### Enregistrements présentés
_ _ _

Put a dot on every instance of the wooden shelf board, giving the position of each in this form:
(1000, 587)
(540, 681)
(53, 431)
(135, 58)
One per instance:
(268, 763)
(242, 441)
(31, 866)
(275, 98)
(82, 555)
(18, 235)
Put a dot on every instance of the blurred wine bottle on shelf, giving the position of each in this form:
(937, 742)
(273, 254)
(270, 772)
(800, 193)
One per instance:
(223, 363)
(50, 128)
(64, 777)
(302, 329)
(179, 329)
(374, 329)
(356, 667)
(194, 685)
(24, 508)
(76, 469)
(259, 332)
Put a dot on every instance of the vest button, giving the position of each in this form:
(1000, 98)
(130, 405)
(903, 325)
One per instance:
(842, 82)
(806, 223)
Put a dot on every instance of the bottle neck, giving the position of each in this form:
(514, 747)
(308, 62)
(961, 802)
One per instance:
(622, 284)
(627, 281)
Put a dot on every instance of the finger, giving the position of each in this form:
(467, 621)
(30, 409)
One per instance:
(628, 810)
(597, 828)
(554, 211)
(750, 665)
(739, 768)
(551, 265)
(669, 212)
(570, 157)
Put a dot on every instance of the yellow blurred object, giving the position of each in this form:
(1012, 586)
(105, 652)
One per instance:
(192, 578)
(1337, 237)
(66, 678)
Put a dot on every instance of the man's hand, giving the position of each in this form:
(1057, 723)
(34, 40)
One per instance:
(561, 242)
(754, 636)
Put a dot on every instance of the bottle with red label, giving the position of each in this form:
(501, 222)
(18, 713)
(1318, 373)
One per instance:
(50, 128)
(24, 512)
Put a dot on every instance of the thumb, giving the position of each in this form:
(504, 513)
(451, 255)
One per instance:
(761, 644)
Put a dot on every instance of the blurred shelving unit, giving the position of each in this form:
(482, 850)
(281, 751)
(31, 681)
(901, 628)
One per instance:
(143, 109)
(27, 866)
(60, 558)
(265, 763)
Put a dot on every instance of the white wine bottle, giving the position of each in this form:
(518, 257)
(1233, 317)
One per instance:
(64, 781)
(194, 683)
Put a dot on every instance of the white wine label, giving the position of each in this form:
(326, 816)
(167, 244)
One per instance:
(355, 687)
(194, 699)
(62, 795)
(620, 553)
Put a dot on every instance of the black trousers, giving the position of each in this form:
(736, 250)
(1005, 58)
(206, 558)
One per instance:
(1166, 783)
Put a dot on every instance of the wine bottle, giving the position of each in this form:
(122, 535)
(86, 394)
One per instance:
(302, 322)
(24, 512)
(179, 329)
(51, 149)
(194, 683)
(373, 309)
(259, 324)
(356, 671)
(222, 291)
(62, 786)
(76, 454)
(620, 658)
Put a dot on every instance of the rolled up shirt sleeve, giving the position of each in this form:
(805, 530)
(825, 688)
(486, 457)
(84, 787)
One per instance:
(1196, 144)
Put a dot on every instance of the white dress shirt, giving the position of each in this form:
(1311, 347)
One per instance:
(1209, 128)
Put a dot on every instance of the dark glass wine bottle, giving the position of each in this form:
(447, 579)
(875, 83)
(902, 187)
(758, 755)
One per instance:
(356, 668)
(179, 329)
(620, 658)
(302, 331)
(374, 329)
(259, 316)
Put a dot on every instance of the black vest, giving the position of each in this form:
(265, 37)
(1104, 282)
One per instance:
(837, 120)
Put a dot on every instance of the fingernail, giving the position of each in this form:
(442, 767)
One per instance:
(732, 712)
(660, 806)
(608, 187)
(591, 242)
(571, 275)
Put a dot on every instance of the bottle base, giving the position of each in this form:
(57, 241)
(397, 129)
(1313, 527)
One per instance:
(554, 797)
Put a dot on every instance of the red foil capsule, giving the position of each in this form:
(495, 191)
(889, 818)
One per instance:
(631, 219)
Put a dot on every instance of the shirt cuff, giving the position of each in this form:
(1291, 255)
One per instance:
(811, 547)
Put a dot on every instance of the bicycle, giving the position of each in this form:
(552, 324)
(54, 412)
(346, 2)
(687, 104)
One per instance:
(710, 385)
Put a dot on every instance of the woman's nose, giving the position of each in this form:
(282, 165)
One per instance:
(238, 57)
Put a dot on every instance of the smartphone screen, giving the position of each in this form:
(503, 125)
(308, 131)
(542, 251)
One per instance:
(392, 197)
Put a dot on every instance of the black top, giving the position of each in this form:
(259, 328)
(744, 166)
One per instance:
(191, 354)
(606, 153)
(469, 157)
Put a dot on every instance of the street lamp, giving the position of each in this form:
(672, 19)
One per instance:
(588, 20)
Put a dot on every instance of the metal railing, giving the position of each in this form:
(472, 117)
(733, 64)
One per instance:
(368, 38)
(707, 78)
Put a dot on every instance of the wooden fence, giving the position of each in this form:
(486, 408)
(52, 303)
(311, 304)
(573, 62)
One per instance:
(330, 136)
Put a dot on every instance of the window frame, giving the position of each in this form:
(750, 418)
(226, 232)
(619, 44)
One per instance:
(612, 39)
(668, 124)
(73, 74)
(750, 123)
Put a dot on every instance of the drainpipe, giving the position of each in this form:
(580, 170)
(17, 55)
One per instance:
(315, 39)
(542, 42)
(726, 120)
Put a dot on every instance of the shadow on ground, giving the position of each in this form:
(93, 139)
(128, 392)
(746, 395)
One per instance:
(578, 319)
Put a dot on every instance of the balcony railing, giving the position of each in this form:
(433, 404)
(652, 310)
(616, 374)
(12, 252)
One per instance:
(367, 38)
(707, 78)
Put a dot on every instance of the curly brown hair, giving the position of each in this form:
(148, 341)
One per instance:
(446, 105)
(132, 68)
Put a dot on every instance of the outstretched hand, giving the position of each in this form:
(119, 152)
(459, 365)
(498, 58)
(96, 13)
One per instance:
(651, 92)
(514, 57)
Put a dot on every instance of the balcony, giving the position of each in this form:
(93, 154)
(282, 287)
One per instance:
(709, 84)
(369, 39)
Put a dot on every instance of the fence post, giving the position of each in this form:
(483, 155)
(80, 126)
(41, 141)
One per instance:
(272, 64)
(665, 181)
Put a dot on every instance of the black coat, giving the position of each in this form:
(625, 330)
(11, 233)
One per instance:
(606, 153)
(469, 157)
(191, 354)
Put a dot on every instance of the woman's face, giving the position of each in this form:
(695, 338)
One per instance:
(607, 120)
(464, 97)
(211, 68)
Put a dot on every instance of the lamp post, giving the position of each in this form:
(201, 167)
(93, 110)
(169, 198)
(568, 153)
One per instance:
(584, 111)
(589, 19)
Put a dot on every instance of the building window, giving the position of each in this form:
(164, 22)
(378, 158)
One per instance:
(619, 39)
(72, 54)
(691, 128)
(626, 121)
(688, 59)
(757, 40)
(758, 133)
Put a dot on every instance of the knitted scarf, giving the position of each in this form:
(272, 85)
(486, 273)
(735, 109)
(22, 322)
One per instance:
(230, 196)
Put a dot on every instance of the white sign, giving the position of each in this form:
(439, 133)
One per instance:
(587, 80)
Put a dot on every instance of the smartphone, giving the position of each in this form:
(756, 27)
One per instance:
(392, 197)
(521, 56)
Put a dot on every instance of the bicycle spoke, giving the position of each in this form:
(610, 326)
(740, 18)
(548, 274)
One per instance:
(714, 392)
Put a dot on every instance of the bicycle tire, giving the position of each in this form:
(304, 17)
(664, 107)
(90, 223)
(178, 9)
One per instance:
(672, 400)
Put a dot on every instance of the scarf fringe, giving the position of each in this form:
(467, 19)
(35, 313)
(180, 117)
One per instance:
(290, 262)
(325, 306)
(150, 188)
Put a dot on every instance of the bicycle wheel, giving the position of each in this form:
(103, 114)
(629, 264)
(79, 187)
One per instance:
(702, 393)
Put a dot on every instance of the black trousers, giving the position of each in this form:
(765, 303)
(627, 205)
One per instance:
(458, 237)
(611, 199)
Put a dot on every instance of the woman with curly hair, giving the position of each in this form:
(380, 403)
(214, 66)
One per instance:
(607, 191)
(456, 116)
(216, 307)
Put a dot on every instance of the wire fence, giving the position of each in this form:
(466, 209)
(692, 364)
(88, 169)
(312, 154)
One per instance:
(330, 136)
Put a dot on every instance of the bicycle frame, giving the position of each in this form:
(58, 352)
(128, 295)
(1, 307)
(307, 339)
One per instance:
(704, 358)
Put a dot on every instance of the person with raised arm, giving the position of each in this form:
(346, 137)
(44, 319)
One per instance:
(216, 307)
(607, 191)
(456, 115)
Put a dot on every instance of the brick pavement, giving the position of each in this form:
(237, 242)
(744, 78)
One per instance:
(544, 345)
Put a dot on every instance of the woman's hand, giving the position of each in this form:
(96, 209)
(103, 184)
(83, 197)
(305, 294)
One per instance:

_ _ _

### À faire
Recopiez à l'identique le passage des enregistrements ci-dessus qui commence à la ligne contenant « Put a dot on every instance of the bicycle frame, giving » et va jusqu'à la fin des enregistrements, cette première ligne et la dernière comprises.

### Réponse rédigée
Put a dot on every instance of the bicycle frame, giving the position of each in this form:
(58, 352)
(128, 295)
(1, 307)
(307, 339)
One per instance:
(704, 358)
Put a dot on every instance of the person with raised arm, giving the position of each in this form:
(346, 137)
(44, 319)
One per instance:
(216, 307)
(607, 191)
(456, 115)
Put a dot on every instance of the brick pavement, giving the position of each in this form:
(237, 242)
(744, 78)
One per instance:
(544, 345)
Put a dot on every instance of the woman's hand, giving the position of each in this form:
(96, 209)
(103, 184)
(83, 197)
(305, 294)
One per instance:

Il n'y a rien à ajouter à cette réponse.